• [Data]

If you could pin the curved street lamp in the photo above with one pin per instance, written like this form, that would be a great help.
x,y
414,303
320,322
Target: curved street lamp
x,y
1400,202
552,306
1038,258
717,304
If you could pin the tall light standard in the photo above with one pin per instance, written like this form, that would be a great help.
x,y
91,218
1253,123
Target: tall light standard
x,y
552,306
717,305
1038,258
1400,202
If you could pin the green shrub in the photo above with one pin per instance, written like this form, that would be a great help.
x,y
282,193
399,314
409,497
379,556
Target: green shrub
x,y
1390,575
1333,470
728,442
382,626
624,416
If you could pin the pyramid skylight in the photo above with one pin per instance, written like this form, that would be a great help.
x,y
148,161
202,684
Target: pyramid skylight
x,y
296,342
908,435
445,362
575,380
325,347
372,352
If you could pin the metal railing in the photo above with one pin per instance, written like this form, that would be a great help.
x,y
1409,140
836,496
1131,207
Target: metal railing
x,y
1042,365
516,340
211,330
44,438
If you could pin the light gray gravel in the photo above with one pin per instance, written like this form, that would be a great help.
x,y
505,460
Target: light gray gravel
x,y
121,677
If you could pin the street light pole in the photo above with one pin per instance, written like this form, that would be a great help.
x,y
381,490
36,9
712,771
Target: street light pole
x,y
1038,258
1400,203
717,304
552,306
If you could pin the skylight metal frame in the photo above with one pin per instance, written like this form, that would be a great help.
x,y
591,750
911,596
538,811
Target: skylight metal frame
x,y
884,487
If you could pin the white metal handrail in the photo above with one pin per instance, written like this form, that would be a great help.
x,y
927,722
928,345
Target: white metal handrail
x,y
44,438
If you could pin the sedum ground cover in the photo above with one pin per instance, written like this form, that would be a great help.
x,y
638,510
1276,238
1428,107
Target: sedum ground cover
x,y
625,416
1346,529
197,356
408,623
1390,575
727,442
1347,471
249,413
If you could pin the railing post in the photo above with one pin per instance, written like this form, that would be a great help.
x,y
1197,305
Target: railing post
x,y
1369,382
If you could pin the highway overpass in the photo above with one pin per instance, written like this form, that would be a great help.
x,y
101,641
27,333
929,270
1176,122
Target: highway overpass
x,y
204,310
---
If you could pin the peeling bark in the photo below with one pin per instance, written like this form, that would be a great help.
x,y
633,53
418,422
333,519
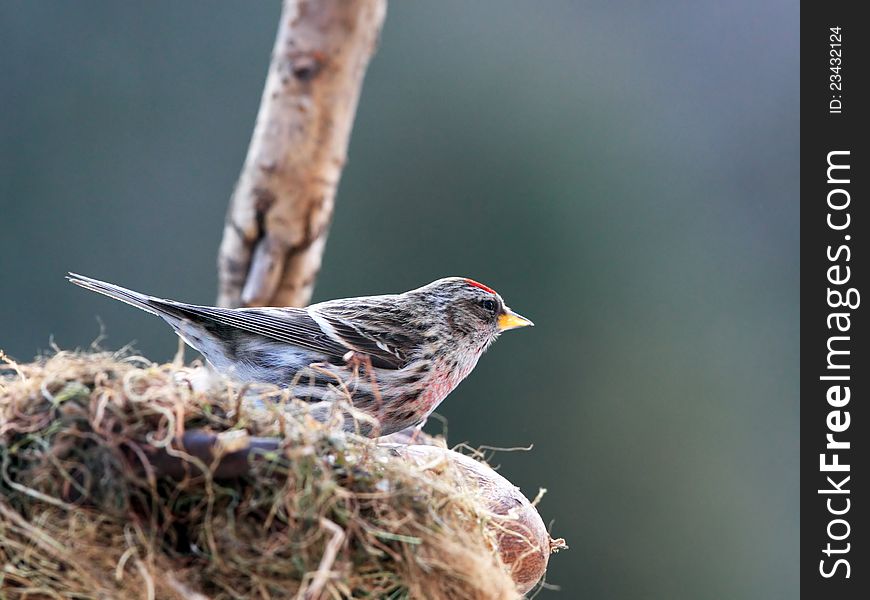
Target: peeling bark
==
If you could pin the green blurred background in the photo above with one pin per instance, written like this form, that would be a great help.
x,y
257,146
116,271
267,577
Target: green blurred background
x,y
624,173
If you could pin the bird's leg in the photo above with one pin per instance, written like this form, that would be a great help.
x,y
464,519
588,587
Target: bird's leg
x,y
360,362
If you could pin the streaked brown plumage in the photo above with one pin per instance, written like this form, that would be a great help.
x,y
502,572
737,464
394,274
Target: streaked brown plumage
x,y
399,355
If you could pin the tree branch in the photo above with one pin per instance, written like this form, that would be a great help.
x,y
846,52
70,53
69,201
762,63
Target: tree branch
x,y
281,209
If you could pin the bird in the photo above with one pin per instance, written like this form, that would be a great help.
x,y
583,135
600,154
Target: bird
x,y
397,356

• [Brief] Gather every line in the listing above that contains the word "sedum", and copy each one.

• [Response to this task]
If you could pin the sedum ground cover in the photo above with one pin per instance, written like this form, that would be a great help.
Target: sedum ground cover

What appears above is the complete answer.